WORK INSTRUCTIONS - Search the entries for the word "sitting". Copy every line where it turns up.

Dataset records
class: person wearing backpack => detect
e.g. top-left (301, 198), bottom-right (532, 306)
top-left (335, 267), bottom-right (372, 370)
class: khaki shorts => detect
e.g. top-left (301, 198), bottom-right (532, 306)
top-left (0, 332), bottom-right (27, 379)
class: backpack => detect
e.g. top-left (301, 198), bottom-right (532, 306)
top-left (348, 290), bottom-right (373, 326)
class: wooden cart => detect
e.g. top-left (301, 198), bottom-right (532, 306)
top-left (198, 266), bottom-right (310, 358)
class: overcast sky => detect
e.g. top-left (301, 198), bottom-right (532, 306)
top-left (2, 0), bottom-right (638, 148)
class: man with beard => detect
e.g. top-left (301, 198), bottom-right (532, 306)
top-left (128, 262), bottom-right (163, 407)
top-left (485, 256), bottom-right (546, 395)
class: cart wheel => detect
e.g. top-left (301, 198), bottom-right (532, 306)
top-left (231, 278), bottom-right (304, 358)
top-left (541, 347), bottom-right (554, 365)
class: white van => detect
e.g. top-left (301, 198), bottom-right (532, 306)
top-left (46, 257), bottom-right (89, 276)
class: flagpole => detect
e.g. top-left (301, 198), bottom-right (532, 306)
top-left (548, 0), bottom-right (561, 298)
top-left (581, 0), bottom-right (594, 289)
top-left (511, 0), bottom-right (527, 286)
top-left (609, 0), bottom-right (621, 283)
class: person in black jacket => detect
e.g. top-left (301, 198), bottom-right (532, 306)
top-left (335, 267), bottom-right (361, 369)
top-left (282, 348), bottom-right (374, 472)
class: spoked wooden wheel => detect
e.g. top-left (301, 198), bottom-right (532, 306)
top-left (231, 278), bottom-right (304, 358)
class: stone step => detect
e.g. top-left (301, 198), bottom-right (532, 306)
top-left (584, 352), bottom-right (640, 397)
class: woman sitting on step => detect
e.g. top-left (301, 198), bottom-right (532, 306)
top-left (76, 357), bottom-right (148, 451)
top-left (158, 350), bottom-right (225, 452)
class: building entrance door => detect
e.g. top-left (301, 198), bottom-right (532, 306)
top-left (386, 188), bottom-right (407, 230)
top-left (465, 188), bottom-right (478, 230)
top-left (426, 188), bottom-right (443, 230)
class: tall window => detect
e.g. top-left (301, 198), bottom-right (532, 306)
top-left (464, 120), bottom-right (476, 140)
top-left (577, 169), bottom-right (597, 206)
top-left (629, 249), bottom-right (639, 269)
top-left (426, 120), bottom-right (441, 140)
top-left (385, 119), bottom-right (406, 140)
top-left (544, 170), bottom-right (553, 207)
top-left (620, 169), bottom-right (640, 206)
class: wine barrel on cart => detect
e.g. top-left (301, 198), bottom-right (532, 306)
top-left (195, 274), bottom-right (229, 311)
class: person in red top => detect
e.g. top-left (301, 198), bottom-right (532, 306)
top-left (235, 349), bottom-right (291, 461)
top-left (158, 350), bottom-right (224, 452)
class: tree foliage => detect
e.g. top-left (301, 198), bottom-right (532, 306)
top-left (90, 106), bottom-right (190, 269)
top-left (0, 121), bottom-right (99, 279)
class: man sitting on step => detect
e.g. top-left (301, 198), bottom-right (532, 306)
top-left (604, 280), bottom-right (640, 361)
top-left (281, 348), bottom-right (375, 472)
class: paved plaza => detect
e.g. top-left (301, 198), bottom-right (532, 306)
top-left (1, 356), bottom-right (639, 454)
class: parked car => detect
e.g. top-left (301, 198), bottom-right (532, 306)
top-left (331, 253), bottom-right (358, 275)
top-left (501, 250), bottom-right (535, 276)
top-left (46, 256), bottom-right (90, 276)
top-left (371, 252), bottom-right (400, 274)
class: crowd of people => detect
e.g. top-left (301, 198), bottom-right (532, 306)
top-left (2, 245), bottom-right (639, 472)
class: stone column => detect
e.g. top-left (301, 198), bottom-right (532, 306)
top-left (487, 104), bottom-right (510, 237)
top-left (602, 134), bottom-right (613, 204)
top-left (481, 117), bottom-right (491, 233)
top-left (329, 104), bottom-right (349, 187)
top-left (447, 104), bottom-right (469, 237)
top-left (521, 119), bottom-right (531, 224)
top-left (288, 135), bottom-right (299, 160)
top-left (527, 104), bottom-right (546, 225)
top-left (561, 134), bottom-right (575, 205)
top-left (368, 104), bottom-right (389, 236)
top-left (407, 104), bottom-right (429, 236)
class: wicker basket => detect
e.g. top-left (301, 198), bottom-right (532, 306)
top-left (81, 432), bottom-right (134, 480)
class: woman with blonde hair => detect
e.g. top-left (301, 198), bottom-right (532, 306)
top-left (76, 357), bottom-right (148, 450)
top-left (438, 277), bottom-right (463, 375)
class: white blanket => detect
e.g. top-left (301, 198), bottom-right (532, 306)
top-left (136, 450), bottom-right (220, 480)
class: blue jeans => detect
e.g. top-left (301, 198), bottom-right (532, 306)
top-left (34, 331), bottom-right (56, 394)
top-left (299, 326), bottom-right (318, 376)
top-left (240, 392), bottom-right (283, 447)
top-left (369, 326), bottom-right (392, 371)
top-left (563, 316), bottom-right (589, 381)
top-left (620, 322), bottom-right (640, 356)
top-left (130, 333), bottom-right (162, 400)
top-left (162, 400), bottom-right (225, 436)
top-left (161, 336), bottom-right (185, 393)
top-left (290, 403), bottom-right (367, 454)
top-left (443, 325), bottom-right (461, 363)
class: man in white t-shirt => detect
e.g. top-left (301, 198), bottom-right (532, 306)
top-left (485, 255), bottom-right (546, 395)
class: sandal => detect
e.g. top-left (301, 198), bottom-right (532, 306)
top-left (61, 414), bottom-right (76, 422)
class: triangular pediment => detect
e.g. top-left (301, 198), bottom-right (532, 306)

TASK RESULT -
class: woman sitting on step => detect
class: man sitting on step => detect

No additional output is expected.